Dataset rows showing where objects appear
......

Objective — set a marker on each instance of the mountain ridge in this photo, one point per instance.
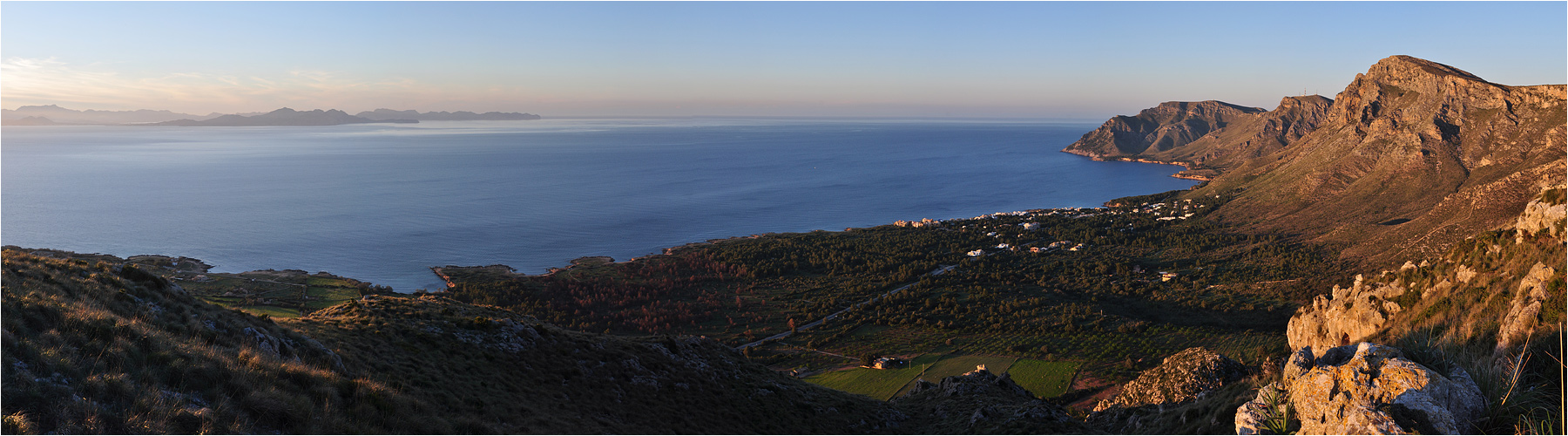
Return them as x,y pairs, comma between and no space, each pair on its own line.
1411,157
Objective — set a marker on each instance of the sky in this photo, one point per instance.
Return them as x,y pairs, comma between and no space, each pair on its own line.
1048,60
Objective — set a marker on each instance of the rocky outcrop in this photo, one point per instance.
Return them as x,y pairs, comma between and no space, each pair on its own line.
1250,137
1162,127
1419,296
1409,159
1521,319
1186,375
1366,389
1546,212
1344,316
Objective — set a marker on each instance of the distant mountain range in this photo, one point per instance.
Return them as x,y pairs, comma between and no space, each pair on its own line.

......

**PROBLEM REQUIREMENTS**:
Can you repeat everything from the line containing "Objective — set a marker on each instance of the distant" down to the end of the records, word for word?

**SOLUTION**:
Objective — set a marker on each instance of the distant mountain range in this photo, one point per instance.
Return them as x,y pairs, comma between and no space, each pair on its own line.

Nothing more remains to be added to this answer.